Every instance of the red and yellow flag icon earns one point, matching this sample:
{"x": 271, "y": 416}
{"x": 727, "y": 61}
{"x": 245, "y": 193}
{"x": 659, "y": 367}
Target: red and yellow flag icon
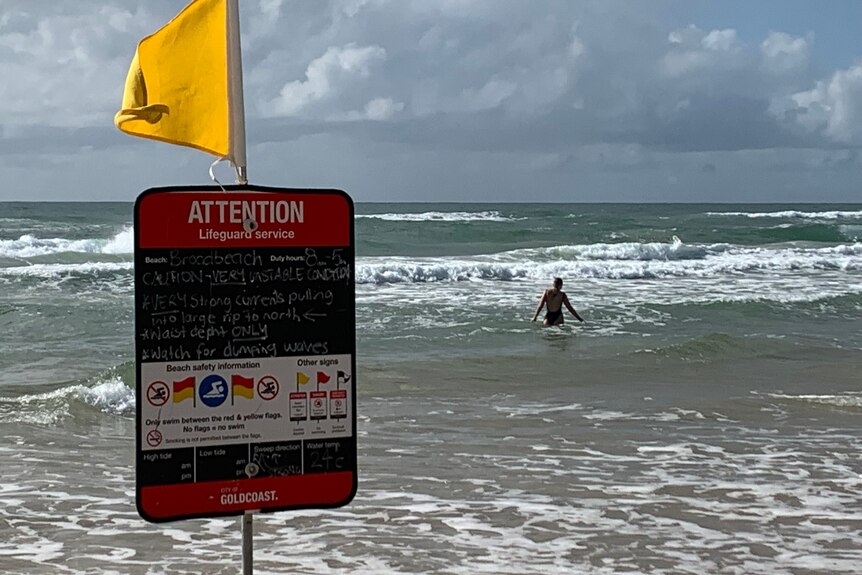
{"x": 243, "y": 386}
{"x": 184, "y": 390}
--*--
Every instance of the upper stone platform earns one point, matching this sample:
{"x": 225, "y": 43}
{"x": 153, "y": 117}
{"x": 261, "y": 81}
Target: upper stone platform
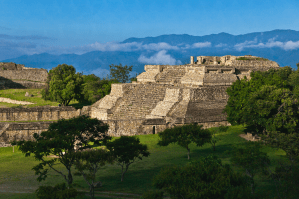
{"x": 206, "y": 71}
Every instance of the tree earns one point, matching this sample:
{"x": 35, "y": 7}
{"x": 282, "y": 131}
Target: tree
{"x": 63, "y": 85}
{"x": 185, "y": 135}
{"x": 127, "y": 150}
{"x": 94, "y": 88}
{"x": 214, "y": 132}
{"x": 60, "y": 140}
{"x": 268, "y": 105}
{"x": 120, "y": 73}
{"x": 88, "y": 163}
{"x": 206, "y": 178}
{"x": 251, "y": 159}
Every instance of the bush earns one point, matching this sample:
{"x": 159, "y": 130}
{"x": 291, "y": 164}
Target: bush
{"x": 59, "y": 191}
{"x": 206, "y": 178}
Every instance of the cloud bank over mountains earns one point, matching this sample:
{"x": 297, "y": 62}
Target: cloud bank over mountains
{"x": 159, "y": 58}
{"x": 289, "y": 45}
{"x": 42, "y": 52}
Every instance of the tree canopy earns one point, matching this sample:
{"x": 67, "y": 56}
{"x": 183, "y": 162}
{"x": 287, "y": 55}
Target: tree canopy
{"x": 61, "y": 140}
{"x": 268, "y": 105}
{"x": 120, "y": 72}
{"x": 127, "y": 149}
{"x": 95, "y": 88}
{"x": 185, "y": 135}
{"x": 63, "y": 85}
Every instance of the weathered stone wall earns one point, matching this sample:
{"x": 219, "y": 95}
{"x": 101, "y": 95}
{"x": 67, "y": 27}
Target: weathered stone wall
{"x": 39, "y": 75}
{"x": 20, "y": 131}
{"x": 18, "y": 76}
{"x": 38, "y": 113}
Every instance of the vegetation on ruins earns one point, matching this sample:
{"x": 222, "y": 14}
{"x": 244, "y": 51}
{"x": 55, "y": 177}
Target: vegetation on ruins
--*--
§ Goal
Gather every line in the rows above that contains the word "over", and copy each one in full.

§ Complete answer
Every instance of the cloud bank over mountains earns one point, matching this sample:
Target: cloud bank over mountains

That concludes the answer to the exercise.